• _Required task_
In the passage on flawed drafting below, what loss does the wife's analysis attribute to her attorney's careless drafting?

• _Passage provided_

• • •

THE ECONOMIC IMPACT OF FLAWED DRAFTING - ALTERNATE PAYEE
To infuse reality into this analysis let us assume that the Titled-Spouse is a Postal employee whose salary for pension calculation purposes on June 22, 2002 was $48,693.30. Further assume that based on the U.S. Postal Service (Civil Service Retirement System) benefit formula the Titled-Spouse’s monthly accrued benefit at the end of marriage date was $1,591.05. The Alternate Payee was to be given 50% her monthly benefit is: $795.53. Based on service to the end of marriage date the Titled-Spouse will retire at age 60 on January 4, 2018. On that date (6/4/2018) the Non-titled Spouse will begin to receive her monthly benefit of $795.53. The valuation date in this matter was October 25, 2002. As of this valuation date the present cash value of the Non-titled Spouse’s monthly accrued benefit was $78,578.46.
Shortly after the Domestic Relations Order in this matter was accepted by the Civil Service Retirement System, the Alternate Payee was advised by a friend that the Domestic Relations Order in her matter did not conform to the generally accepted format in her state. Rather, the Alternate Payee’s jurisdiction followed the Traditional Coverture Fraction (“Time Rule”) format.
Needless to say the situation deteriorated from that point and the Non-titled Spouse instituted an action against her attorney for the loss due to the attorneys failure to use the proper form of Coverture Fraction. In support of her position the Non-titled Spouse presented the following analysis.
Wife’s Analysis in support of her malpractice claim against her former attorney.
- Based on the Titled-Spouse’s salary history his average annual rate of salary increase was 2.5%.
- Based on an assumed retirement age of 60, reasonable rate of interest and mortality the Titled-Spouse’s monthly accrued benefit at age 60 would be: $4,234.12
- Based on a Traditional Coverture Fraction of 58.02% the marital part of this monthly benefit is $2,456.75.
- Assuming an award to the Non-titled Spouse of 50% of the marital part of the ACTUAL monthly benefit of the Titled-Spouse the award to the Alternate Payee beginning at the Titled-Spouse’s age 60 is: $1,228.38.
- The present cash value of the Alternate Payee’s monthly benefit as of the valuation date was: $175,757.85.
- The loss to the Alternate Payee due to her attorney’s careless drafting is: $96,539.79.
Providing for a Fixed Dollar Coverture Fraction is generally to the advantage of the Titled Spouse. There is, however, a difficult to anticipate contingency that operates to the detriment of the Titled Spouse:
Absent saving language the early retirement of the Titled Spouse in a case using a Fixed Dollar Coverture Fraction results in a disproportionate reduction to the benefit otherwise payable to the Titled Spouse.
When your Property Settlement Agreement uses a Fixed Dollar Coverture Fraction it becomes the duty of the attorney representing the Titled-Spouse to be certain that there is language in the Property Settlement Agreement protecting the Titled-Spouse from an unanticipated and substantial reduction in benefit. Consider the following.

• • •

• _Data lines_
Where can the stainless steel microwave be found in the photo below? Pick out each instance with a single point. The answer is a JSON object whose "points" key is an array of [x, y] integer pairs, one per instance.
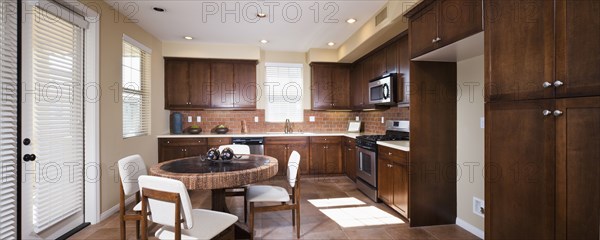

• • •

• _Completed exercise_
$96,539.79